--- START ---

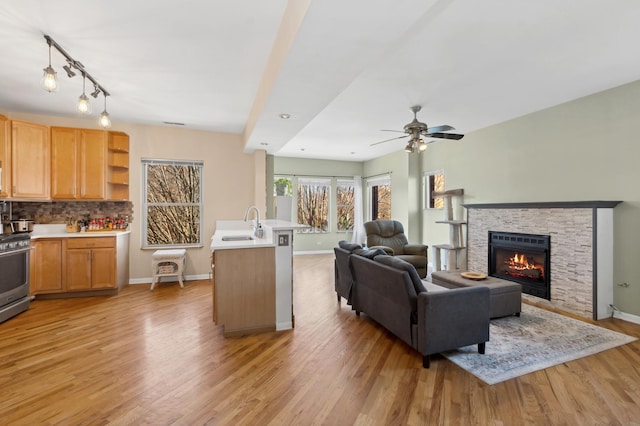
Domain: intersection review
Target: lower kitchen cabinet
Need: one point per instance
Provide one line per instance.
(79, 265)
(46, 266)
(90, 263)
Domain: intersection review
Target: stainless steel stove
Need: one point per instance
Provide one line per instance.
(14, 274)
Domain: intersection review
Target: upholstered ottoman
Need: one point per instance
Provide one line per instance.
(505, 296)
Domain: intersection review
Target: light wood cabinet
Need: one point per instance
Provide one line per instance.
(45, 266)
(78, 163)
(90, 263)
(30, 160)
(5, 157)
(118, 166)
(244, 290)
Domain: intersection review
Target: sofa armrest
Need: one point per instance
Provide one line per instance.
(387, 249)
(452, 319)
(415, 249)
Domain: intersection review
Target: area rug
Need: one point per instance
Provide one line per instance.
(536, 340)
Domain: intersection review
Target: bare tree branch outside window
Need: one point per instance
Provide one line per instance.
(313, 204)
(345, 202)
(173, 202)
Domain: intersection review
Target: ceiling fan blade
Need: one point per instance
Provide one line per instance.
(454, 136)
(389, 140)
(437, 129)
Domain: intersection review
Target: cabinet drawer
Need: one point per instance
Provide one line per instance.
(91, 242)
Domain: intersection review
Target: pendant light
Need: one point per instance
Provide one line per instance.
(49, 79)
(84, 107)
(105, 121)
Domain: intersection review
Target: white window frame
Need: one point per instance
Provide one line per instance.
(430, 204)
(144, 162)
(341, 182)
(384, 179)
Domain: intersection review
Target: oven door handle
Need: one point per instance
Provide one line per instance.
(20, 250)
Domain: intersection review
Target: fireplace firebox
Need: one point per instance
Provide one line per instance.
(522, 258)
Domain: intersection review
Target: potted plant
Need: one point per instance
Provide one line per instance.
(283, 186)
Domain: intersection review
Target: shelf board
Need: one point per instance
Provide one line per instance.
(452, 222)
(448, 247)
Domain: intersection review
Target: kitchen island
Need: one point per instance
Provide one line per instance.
(253, 277)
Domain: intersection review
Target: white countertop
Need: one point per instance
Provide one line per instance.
(226, 228)
(58, 230)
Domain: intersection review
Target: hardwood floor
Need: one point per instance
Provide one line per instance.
(156, 358)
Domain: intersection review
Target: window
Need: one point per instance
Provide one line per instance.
(379, 197)
(313, 204)
(172, 203)
(345, 203)
(433, 182)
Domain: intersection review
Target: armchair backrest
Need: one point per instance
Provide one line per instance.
(384, 232)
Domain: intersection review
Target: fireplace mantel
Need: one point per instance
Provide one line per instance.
(582, 247)
(547, 205)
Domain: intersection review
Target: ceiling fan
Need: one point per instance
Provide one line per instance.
(416, 129)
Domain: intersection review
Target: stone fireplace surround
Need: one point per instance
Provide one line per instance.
(581, 235)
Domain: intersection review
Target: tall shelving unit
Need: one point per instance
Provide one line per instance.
(456, 250)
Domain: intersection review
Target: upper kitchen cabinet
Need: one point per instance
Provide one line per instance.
(30, 160)
(78, 163)
(5, 156)
(118, 166)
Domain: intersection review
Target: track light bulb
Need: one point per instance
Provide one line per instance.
(84, 107)
(105, 121)
(409, 147)
(49, 80)
(69, 71)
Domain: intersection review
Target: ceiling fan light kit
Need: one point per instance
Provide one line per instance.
(416, 129)
(50, 82)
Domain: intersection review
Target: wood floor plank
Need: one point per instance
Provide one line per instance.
(157, 358)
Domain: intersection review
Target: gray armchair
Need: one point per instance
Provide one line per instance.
(389, 236)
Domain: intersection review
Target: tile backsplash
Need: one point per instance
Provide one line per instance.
(60, 211)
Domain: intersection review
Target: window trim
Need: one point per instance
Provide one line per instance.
(144, 162)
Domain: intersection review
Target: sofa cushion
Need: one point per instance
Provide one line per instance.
(369, 253)
(346, 245)
(403, 265)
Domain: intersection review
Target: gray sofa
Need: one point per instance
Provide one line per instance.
(389, 290)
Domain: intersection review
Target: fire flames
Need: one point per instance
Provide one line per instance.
(518, 265)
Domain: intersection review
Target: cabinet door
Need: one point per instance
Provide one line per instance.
(46, 267)
(103, 268)
(78, 267)
(64, 163)
(30, 160)
(5, 157)
(93, 164)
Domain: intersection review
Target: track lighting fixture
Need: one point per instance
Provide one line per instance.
(105, 121)
(69, 71)
(96, 91)
(84, 107)
(49, 79)
(49, 82)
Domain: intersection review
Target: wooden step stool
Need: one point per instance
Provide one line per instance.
(166, 263)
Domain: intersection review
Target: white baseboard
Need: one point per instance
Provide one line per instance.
(168, 279)
(295, 253)
(626, 317)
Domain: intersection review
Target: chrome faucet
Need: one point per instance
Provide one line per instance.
(257, 230)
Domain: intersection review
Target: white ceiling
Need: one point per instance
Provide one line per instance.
(354, 67)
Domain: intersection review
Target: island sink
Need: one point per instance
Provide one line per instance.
(237, 238)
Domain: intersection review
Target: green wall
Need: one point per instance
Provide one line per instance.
(587, 149)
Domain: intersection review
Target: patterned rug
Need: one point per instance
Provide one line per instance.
(536, 340)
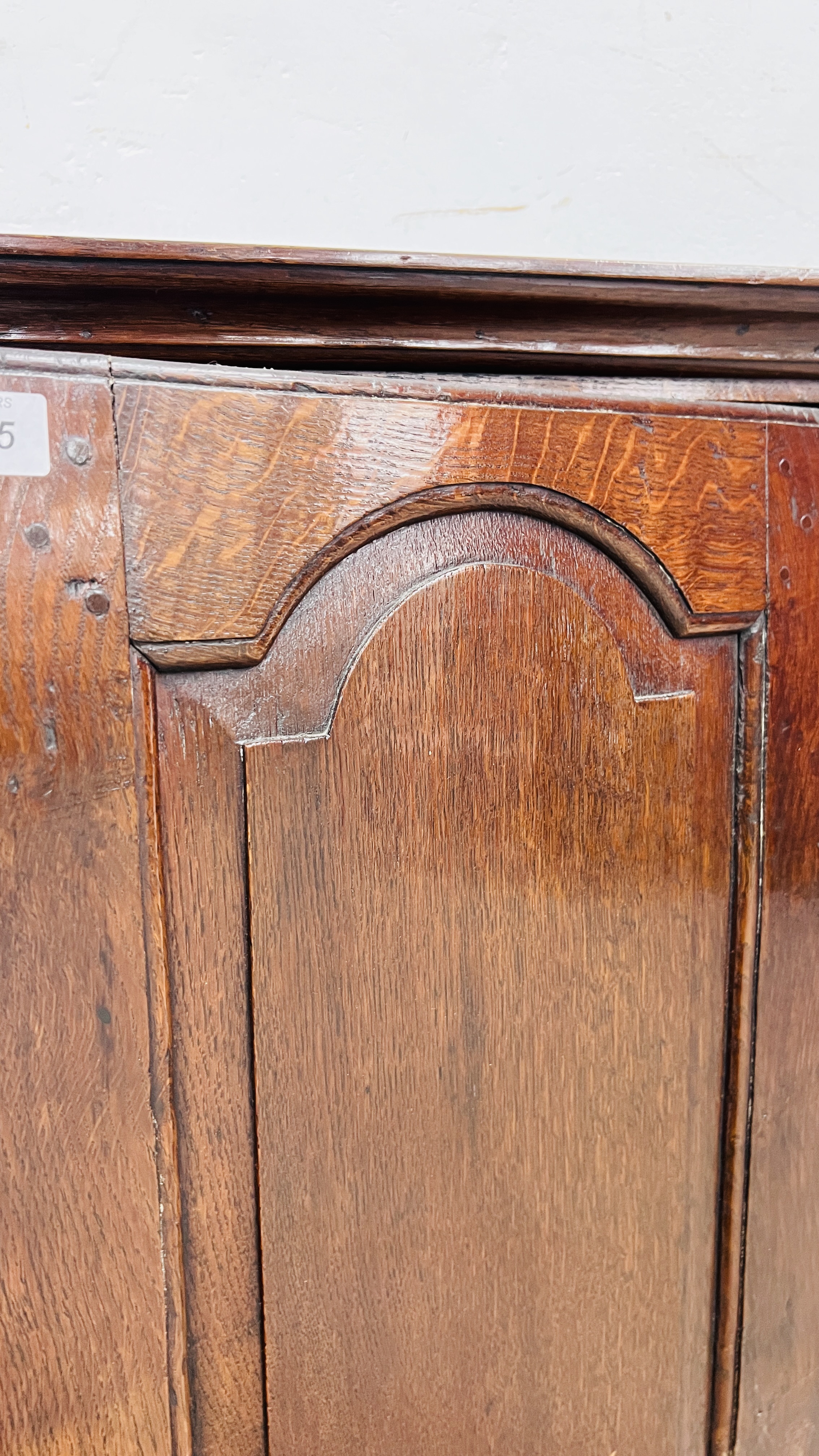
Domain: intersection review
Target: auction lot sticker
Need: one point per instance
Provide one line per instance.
(24, 434)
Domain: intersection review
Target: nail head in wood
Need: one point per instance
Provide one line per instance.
(79, 450)
(98, 603)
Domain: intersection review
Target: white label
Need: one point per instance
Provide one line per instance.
(24, 434)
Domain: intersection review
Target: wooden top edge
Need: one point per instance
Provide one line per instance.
(786, 398)
(149, 251)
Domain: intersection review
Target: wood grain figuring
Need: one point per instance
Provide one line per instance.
(228, 495)
(780, 1365)
(202, 798)
(162, 1052)
(490, 948)
(296, 689)
(82, 1326)
(741, 1034)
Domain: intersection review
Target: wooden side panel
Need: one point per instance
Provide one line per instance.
(203, 823)
(780, 1368)
(229, 494)
(490, 921)
(82, 1318)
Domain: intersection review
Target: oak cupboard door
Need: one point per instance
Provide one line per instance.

--- END ---

#### [YOUR ASSIGNMENT]
Give the data again exactly as written, with all pictures left out.

#### [ANSWER TO THE EXERCISE]
Domain: intersection review
Target: lower kitchen cabinet
Need: one point per instance
Provide one line per instance.
(79, 265)
(46, 266)
(90, 263)
Domain: intersection review
Target: stainless steel stove
Need: one point per instance
Provide one line per instance.
(14, 274)
Domain: intersection review
Target: upholstered ottoman
Need: one point per instance
Provide one line per instance.
(505, 296)
Domain: intersection review
Target: light wood cabinet
Need: one point per instance
Provide one line per instance.
(45, 266)
(78, 163)
(90, 263)
(30, 160)
(5, 157)
(118, 166)
(244, 290)
Domain: intersection review
Target: sofa armrest
Need: one point per instance
Provide one line per instance.
(387, 249)
(452, 319)
(415, 249)
Domain: intersection review
Target: area rug
Need: one point per instance
Provide one line per instance.
(536, 340)
Domain: intersection review
Target: bare tree branch outside window
Need: one point per instance
Provide one line per instance.
(313, 204)
(345, 202)
(173, 202)
Domain: intersection review
Target: ceiling fan blade
Need: one point per instance
Provide one line per instance.
(454, 136)
(389, 140)
(437, 129)
Domain: intersection review
Target: cabinet drawer
Need: one point per instance
Provide one line per instance.
(91, 242)
Domain: intersection review
Target: pendant light
Need: one point per instance
Provide one line per instance.
(49, 79)
(84, 107)
(105, 121)
Domain: intersection review
Target: white window frame
Need: one point per instance
Provide one line per instance.
(430, 204)
(144, 162)
(341, 182)
(384, 179)
Domain: intersection review
Target: oven door handle
Need: one point per instance
Provide one line per instance.
(20, 250)
Domain: intersection review
Target: fireplace firebox
Need: one point per instance
Provide one line per instance.
(522, 258)
Domain: intersection review
Target: potted plant
Need: one point per instance
Provide one line per instance.
(283, 186)
Domain: intersection review
Target: shelf board
Need: one point per instance
Provide one line per instance.
(452, 222)
(448, 247)
Domain: intersection review
Target: kitchen island
Need: one point per instance
Provide one line per instance.
(253, 277)
Domain: intersection review
Target: white countertop
Need: one point per instance
Provide one line per instance.
(226, 228)
(58, 230)
Domain: intersection review
Target: hardwood floor
Need: one point per instance
Provide one line per instance.
(156, 358)
Domain: intersection review
Target: window
Need: one point per instance
Provide one line per instance.
(379, 197)
(313, 204)
(172, 203)
(345, 203)
(433, 182)
Domain: intersection review
Target: armchair backrest
Need: one point per instance
Provide one line per instance.
(384, 232)
Domain: intersection review
Target: fireplace mantel
Need: one point per instance
Provide one line per instance.
(582, 247)
(547, 205)
Domain: intersection review
Target: ceiling fan
Need: one point per instance
Provide one line per instance.
(416, 129)
Domain: intersection review
Target: stone fireplace surround
Need: one point per instance
Provide one line per instance.
(581, 235)
Domain: intersection review
Target: tall shelving unit
Need: one point per instance
Provide one line per instance.
(456, 250)
Domain: intersection review
Target: upper kitchen cabinet
Need: one point per instance
Provide one line per instance.
(30, 160)
(78, 163)
(5, 156)
(118, 166)
Domain: intersection review
Target: track light bulb
Need: one point per instance
Provide one line per instance.
(84, 107)
(105, 121)
(409, 147)
(49, 80)
(69, 71)
Domain: intersection review
Target: ceiling fan light kit
Need: one point per instance
Provide one line per instance.
(416, 129)
(50, 82)
Domain: intersection review
Target: wood floor plank
Need: one point per instance
Provide one line per instance.
(157, 358)
Domain: intersection review
Target: gray armchair
Need: one point per instance
Provide one line per instance.
(389, 236)
Domain: intersection review
Target: tile backsplash
Need: one point per instance
Provide one line per instance.
(60, 211)
Domain: intersection review
Target: window trim
Need: one point per instance
Provide one line per instance.
(144, 162)
Domain: intersection review
Target: sofa cushion
Need: one point per instance
Provide one line per instance.
(369, 253)
(346, 245)
(403, 265)
Domain: intersection review
Target: gray sofa
Need: one point per instance
Provide one line per instance.
(389, 290)
Domain: intersection review
Target: fire flames
Need: one point per instance
Provide one line per instance.
(518, 265)
Domain: intersection review
Target: cabinet door
Need: one point per instance
Provide one line per instance.
(46, 267)
(103, 268)
(78, 267)
(64, 163)
(30, 160)
(5, 157)
(93, 164)
Domain: intersection review
Target: track lighting fixture
Need: one point per instance
Provide one line per instance.
(105, 121)
(69, 71)
(96, 91)
(84, 107)
(49, 79)
(49, 82)
Domain: intersection review
Target: wooden step stool
Need: one point per instance
Provide one line per instance.
(166, 263)
Domain: intersection review
Target: white baseboard
Need: one point per instance
Provide one line per instance.
(168, 279)
(295, 253)
(626, 317)
Domain: intersection review
Target: chrome faucet
Need: one point per instance
Provide one line per instance.
(257, 230)
Domain: intersection review
Target: white ceiling
Need: one point per instance
Provide one line per instance.
(354, 67)
Domain: intersection review
Target: island sink
Need: one point per instance
Provide one line per instance.
(237, 238)
Domain: intersection review
Target: green wall
Need: one point per instance
Provide one line per instance.
(587, 149)
Domain: intersection review
Target: patterned rug
Need: one point per instance
Provide one line per instance.
(536, 340)
Domain: intersection review
Target: auction lot sticker
Need: one point per instance
Provide one line per instance.
(24, 434)
Domain: intersection review
Target: nail head in wood
Need: one point per instance
Provide one line per instance.
(79, 450)
(98, 603)
Domain: intersection review
Target: white label
Need: one point per instance
Provide one line per instance.
(24, 434)
Domain: intersection review
Target: wooden top edge
Need: one point per instance
Provide one line per instance.
(786, 398)
(149, 251)
Domain: intersection review
Target: wood grain figuring
Need: one point per instance
Provide one line per instance.
(228, 495)
(780, 1365)
(202, 798)
(162, 1052)
(490, 948)
(296, 689)
(82, 1326)
(741, 1034)
Domain: intersection review
Target: wooden side panel
Need: one point per instance
Provide one line per instance.
(203, 823)
(780, 1368)
(229, 494)
(490, 921)
(82, 1318)
Domain: intersection review
Target: oak cupboard door
Need: one point per instance
Provide one line per instance.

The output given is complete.